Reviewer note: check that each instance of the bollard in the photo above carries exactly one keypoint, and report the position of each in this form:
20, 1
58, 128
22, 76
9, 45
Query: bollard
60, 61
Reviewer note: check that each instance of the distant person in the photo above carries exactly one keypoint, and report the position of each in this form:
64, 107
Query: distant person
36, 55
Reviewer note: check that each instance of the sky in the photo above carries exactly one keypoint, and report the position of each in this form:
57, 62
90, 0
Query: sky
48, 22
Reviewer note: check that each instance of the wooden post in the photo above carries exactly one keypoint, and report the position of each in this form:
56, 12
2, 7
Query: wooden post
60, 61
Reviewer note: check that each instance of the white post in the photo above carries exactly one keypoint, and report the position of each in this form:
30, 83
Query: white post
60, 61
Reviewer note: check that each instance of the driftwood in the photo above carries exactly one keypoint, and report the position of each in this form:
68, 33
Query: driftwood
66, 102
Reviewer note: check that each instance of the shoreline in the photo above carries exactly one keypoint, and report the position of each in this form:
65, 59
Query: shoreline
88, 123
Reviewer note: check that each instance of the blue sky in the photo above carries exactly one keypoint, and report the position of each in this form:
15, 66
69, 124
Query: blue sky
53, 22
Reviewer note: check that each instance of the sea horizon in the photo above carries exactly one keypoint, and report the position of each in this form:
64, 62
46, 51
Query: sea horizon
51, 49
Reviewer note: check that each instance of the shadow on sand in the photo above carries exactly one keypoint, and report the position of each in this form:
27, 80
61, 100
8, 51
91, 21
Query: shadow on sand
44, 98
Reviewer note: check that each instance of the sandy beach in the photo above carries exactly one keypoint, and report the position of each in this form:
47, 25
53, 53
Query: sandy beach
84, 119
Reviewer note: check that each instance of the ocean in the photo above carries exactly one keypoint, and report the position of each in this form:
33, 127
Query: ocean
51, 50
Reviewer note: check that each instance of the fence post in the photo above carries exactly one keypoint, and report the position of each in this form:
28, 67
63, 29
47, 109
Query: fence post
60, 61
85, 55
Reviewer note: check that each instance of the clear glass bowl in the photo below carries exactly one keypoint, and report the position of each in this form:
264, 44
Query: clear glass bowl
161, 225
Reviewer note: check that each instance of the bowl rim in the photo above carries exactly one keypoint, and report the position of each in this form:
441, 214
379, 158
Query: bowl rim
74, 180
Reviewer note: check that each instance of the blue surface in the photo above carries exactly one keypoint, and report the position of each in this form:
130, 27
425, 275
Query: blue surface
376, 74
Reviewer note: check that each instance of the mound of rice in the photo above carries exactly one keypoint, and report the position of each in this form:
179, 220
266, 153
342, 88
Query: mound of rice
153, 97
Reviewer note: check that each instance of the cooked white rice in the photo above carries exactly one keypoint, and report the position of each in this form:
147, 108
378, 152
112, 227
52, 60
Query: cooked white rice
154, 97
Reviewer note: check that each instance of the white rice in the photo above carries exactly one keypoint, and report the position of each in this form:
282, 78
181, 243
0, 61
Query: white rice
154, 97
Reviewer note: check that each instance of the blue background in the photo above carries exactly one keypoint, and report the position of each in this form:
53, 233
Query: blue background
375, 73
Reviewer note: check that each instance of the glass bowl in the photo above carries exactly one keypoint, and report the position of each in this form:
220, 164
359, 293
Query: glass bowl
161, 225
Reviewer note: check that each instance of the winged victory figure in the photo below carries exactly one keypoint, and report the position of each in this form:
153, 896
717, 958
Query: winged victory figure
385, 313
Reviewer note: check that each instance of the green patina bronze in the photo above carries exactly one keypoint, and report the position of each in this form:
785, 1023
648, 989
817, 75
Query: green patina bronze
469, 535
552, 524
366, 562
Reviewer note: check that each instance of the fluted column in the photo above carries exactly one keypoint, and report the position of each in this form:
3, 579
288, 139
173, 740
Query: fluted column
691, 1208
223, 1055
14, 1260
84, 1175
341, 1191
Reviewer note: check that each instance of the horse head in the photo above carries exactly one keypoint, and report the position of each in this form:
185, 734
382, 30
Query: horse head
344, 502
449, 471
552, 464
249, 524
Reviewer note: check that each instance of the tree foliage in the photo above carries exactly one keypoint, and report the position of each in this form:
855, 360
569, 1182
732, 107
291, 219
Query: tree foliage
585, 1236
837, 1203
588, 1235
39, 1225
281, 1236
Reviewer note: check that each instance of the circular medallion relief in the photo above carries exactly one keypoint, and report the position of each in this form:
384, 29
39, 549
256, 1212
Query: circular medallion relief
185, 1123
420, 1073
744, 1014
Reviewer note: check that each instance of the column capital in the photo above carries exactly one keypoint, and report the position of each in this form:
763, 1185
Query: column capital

--------

* **YOUR OBJECTIVE**
Copy all of the items above line for line, with no changes.

* **RESULT FOR THIS EXERCISE**
Reviewer note: check that each instance of the bollard in the photo above carries exactly one keypoint, and report the position of each in this form:
20, 1
58, 128
22, 76
9, 45
Query: bollard
60, 61
Reviewer note: check that each instance of the distant person in the photo above carries exactly one keypoint, and report the position of each in this form:
64, 107
Query: distant person
36, 55
Reviewer note: check that each instance of the sky in the photo above carries exactly one keypoint, and report the position of each in this form:
57, 62
90, 0
Query: sky
48, 22
Reviewer note: check that each instance of the wooden post in the photo above carries exactly one keypoint, and report the position of each in this form:
56, 12
2, 7
Query: wooden post
60, 61
Reviewer note: check that each instance of the white post in the photo above carries exactly one keypoint, and report the position of each in this form:
30, 83
Query: white post
60, 61
Reviewer note: check that each instance of the driftwood in the photo above carries exactly one keypoint, and report the position of each in this form:
68, 33
Query: driftwood
66, 102
Reviewer note: check that each instance of the shoreline in the photo above carries exactly one keypoint, and report the position of each in this form:
65, 59
Query: shoreline
88, 123
Reviewer note: check that each instance of the blue sky in the photo above carries exactly one keypoint, and report the position of each in this form:
15, 66
69, 124
Query: blue sky
53, 22
Reviewer note: check that each instance of the sea horizon in the photo above carries exactly one keypoint, and report the position of each in this form:
64, 62
46, 51
Query: sea horizon
51, 49
Reviewer note: check that each instance of the shadow on sand in the photo above carries exactly one keypoint, and report the position of each in this form:
27, 80
61, 100
8, 51
91, 21
Query: shadow on sand
44, 98
Reviewer note: check that each instance of the sandy beach in the photo above carries exactly one keypoint, and report the position of each in this form:
47, 25
53, 53
Query: sandy beach
84, 119
Reviewer note: check that each instance of the ocean in the photo above carries exactly one keypoint, and report the position of each in this form:
33, 127
Query: ocean
51, 50
Reviewer note: check that each instance of the fence post in the photo above carries exactly one keypoint, and report the position of each in this form:
28, 67
63, 29
47, 109
Query: fence post
60, 61
85, 55
Reviewer note: check that each instance of the clear glass bowl in the photo below carries exactly one keypoint, and report the position of each in this form:
264, 44
Query: clear glass bowl
161, 225
Reviewer note: check that each instance of the bowl rim in the photo above carries exactly one keypoint, and report the position of each in this form:
441, 214
379, 158
Query: bowl rim
74, 180
Reviewer note: check that each instance of the blue surface in the photo above carries exactly one keypoint, and report the position of each in this form:
130, 27
425, 275
Query: blue surface
376, 74
Reviewer note: check that each instance of the mound of rice in the photo above carries exactly one keypoint, and report the position of each in this form:
179, 220
266, 153
342, 88
Query: mound of rice
153, 97
Reviewer note: check that each instance of the cooked white rice in the photo above carries exactly one keypoint, and report the position of each in this form:
147, 108
378, 152
112, 227
52, 60
Query: cooked white rice
154, 97
Reviewer note: check that each instance of the white rice in the photo above carries exactly one keypoint, and report the position of each in this form:
282, 78
181, 243
0, 61
Query: white rice
154, 97
Reviewer note: check that each instance of the blue background in the photo above carries exactly one keypoint, and report the position of each in this form:
53, 233
Query: blue background
375, 73
Reviewer note: check that each instance of the glass bowl in the photo above carries exactly one keypoint, and report the position of each in this form:
220, 164
359, 293
Query: glass bowl
161, 225
Reviewer note: check that each instance of the winged victory figure in the photo below carries exactly one keypoint, and report the position of each in this form:
153, 896
717, 958
Query: winged victory figure
385, 313
Reviewer note: check that each instance of the green patina bronze in the photo above carries exactly one keypoint, and report the position of each in this form:
785, 1023
648, 989
817, 75
Query: green patina bronze
469, 535
552, 524
366, 562
Reviewer note: check that each instance of the fluted column in the photo above carries exactly one keypoint, and report the position of each in this form:
3, 579
288, 139
173, 740
Query: fluted column
691, 1208
223, 1055
14, 1260
84, 1175
341, 1191
Reviewer note: check that each instance of the horse head in the photo above carries exactly one keypoint, and report the position of each in this form:
185, 734
382, 30
Query: horse head
344, 502
449, 471
552, 464
249, 524
Reviewer note: check that each instance of the tree foliage in the photo above carries exactly one keypoint, and report the position of each in this form:
855, 360
569, 1182
732, 107
291, 219
Query: tree foliage
585, 1236
837, 1203
588, 1235
39, 1225
281, 1236
Reviewer note: check that each instance of the circular medallion relief in the photo above carries exactly one keypoint, and report the position of each in this form:
384, 29
39, 549
256, 1212
Query: circular medallion relief
185, 1123
420, 1073
744, 1014
Reviewer note: check that each instance of the column capital in the photo above carries exactly one keypoint, and report the position of each in this form:
763, 1185
Query: column capital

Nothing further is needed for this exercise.